Exercise description – Copy the lines of the material below word for word, starting at the line that contains "Could you please pick out the green lawn" and ending with the last line of the material.

Records from a point-labeling set –
[start]
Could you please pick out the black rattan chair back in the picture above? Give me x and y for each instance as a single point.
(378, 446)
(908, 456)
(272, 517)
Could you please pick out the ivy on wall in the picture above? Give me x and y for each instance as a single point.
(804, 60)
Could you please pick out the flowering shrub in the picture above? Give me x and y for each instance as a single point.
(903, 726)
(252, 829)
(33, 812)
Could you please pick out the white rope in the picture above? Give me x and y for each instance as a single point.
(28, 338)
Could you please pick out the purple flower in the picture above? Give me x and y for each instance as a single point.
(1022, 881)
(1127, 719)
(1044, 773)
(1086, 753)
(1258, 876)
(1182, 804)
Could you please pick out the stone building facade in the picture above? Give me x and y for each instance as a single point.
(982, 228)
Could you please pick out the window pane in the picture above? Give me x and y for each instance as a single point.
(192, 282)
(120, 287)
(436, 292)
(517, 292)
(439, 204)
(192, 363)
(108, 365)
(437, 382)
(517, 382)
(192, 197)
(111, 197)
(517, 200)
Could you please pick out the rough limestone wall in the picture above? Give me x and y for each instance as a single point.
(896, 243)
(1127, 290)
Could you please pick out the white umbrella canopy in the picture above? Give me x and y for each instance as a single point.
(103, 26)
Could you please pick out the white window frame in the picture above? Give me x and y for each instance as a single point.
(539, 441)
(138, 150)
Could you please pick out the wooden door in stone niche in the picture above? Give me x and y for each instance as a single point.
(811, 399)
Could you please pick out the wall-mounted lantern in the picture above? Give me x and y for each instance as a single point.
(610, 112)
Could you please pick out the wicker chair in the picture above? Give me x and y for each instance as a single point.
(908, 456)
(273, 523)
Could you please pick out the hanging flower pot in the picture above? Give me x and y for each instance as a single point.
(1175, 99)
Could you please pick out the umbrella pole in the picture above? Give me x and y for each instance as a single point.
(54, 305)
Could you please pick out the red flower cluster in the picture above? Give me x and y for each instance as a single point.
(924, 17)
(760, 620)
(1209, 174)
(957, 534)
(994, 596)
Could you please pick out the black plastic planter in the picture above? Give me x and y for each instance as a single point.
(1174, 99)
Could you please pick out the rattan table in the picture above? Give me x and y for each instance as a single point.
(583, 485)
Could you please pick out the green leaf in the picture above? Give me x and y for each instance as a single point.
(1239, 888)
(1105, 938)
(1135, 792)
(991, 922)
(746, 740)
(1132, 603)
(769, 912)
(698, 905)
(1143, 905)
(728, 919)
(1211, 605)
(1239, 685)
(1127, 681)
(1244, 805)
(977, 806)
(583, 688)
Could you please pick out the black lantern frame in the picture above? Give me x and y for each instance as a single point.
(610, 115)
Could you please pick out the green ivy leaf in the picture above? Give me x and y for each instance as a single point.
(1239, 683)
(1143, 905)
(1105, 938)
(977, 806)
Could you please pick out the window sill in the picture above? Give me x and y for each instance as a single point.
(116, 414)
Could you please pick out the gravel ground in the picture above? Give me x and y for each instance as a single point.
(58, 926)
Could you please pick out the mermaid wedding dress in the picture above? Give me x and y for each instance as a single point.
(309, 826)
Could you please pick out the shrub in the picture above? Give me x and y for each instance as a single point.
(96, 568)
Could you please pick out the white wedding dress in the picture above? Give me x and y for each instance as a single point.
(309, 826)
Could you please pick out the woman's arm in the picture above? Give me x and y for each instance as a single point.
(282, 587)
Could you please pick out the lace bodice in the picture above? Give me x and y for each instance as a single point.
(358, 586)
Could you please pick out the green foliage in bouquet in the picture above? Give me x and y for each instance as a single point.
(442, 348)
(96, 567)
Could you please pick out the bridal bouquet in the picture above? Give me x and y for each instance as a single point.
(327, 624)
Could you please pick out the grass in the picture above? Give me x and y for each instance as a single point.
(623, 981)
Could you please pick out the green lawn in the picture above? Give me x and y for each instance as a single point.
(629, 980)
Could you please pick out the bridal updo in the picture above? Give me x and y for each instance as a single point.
[end]
Expected answer –
Could you please pick out the green lawn in the picture above? Give me x and y for each instance as a single point.
(629, 980)
Could you please pick out the bridal updo in the picture above? Give me x and y for each instance as a single point.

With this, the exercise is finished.